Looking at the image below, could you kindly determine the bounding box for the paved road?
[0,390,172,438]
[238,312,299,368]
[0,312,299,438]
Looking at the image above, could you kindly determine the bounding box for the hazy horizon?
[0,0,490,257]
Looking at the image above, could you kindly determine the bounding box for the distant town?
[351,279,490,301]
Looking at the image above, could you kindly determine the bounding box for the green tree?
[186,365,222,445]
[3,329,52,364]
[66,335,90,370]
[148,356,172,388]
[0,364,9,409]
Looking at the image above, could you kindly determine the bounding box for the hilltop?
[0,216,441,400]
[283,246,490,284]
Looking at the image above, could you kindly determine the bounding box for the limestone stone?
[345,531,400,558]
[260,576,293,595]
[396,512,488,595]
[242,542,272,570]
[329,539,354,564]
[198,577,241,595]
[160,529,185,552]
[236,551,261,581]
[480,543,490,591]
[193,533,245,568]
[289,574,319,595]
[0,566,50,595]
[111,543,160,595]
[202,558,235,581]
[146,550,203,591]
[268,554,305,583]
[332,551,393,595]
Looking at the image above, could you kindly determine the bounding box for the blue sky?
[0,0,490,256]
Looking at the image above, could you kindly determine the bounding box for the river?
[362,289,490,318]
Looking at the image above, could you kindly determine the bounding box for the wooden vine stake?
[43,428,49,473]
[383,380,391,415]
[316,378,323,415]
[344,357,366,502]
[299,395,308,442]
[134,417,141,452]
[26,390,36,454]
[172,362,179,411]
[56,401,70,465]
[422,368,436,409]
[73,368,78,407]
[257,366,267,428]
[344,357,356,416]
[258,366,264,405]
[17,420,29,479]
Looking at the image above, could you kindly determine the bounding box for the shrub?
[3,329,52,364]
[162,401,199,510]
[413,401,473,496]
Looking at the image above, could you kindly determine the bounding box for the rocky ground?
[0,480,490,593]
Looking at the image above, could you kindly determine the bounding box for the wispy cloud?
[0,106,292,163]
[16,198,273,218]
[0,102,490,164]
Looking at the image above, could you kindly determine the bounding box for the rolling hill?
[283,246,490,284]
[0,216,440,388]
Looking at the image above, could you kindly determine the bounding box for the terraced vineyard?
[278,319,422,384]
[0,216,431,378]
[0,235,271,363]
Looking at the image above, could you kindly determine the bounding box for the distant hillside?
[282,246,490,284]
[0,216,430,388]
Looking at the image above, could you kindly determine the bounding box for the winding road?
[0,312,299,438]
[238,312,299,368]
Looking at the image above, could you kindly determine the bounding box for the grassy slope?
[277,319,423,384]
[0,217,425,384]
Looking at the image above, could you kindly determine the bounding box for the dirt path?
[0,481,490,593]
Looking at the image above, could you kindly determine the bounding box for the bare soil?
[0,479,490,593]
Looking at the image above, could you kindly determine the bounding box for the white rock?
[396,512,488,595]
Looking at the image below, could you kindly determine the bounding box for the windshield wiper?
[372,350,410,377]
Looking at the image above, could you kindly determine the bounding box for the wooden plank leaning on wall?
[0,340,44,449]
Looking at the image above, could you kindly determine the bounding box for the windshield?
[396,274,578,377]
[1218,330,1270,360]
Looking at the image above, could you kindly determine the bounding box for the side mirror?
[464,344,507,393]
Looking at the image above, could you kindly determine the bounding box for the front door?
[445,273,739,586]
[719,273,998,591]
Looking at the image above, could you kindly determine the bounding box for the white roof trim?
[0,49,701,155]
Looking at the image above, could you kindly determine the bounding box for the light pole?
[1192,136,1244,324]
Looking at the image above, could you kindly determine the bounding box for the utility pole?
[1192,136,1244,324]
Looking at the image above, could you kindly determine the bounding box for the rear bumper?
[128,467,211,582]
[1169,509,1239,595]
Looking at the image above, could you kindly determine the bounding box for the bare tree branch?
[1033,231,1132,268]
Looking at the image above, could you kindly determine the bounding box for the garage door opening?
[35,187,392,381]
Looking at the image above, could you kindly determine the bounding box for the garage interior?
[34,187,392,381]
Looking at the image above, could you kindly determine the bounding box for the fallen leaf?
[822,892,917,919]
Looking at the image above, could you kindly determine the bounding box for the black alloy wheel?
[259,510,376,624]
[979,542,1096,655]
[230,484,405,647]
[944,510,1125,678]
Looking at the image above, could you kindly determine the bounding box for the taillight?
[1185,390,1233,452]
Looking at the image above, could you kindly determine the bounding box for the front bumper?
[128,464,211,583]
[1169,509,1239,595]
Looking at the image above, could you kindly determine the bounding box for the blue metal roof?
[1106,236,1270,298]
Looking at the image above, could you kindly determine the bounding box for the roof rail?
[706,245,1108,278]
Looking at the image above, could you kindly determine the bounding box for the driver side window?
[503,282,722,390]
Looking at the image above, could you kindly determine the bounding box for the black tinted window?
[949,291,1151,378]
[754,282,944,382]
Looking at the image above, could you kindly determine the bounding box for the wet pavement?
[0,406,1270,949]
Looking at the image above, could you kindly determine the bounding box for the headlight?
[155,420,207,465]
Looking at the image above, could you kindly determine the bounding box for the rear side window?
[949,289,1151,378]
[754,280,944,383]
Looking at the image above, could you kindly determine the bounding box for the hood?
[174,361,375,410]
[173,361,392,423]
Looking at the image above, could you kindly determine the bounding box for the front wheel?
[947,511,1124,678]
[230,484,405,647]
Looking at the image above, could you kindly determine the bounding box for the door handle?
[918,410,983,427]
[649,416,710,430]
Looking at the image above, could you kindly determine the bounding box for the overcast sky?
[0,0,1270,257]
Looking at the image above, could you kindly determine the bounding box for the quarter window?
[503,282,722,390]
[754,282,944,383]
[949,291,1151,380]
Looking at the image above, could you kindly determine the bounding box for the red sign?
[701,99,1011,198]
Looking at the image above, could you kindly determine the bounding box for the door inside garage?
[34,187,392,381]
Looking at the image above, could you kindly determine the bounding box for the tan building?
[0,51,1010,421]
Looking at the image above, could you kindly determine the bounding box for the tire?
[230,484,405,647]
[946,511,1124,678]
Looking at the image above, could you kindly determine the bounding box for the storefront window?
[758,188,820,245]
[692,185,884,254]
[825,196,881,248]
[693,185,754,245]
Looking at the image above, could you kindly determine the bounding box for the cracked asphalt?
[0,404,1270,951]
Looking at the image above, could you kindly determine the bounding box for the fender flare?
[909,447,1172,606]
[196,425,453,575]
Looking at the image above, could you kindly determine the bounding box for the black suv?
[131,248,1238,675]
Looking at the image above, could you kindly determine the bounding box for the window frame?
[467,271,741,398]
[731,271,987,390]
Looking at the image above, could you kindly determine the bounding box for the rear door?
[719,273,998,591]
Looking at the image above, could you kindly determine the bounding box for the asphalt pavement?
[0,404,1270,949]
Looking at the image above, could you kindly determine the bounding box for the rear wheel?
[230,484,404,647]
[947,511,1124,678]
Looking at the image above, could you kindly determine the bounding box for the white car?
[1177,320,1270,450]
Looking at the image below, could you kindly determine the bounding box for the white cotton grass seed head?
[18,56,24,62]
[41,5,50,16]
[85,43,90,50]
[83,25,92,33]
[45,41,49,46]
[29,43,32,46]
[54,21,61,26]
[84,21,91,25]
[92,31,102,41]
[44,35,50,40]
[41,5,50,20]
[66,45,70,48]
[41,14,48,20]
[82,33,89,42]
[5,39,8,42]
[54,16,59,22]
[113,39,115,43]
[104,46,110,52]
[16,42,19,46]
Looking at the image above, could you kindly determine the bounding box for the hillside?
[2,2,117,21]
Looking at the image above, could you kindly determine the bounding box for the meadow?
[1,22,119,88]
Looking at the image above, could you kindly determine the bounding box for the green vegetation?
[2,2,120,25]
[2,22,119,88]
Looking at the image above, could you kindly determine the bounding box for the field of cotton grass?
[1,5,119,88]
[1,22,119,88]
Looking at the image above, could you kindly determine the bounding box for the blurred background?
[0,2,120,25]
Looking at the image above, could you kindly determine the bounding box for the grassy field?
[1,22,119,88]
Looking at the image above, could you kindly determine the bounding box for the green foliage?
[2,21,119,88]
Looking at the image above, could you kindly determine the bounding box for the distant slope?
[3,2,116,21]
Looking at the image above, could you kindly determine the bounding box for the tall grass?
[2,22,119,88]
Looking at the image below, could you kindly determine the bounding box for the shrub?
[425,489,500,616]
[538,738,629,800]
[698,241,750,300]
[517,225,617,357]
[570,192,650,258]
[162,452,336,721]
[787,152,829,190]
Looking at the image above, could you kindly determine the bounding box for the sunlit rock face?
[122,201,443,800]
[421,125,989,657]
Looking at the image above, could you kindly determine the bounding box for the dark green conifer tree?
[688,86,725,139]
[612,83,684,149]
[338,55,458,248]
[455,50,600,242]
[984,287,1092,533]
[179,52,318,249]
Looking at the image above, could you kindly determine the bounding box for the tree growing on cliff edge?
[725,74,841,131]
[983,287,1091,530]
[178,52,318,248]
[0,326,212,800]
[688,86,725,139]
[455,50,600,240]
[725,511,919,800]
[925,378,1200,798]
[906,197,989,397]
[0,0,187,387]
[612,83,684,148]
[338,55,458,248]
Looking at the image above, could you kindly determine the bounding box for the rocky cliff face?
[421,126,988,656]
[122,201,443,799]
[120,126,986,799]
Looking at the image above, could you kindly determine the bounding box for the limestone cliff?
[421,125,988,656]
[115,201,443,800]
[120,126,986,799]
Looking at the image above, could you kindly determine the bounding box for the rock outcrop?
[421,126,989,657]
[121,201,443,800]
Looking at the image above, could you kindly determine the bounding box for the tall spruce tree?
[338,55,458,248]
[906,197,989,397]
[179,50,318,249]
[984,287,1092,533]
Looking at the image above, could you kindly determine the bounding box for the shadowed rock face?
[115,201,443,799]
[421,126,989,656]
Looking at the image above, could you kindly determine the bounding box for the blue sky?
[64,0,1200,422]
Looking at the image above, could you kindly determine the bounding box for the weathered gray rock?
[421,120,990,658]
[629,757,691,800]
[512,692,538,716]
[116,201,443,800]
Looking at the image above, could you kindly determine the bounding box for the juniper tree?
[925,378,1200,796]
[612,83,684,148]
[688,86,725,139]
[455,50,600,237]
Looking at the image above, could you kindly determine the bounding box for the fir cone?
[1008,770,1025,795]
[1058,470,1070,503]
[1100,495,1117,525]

WHAT IS ASKED ▸
Rewrite everything in the listing from the line containing "the overcast sky?" down to the line containing "[0,51,1010,421]", renaming "quarter window" to "side window" and leaving all else as it stands.

FINAL RESULT ▸
Looking at the image above, could you kindly determine the bounding box for the overcast sky?
[0,0,1270,257]
Looking at the image above, could you kindly determine the bounding box for the side window?
[503,282,722,390]
[754,282,944,383]
[949,291,1151,380]
Looking at the image above, could you kindly determine the bounding box for the red sign?
[701,99,1011,198]
Looking at the image above, could you kindly determine the bounding box for the door inside garage?
[34,187,392,381]
Looking at the image above, could you kindly determine the bounding box for the tan building?
[0,51,1010,421]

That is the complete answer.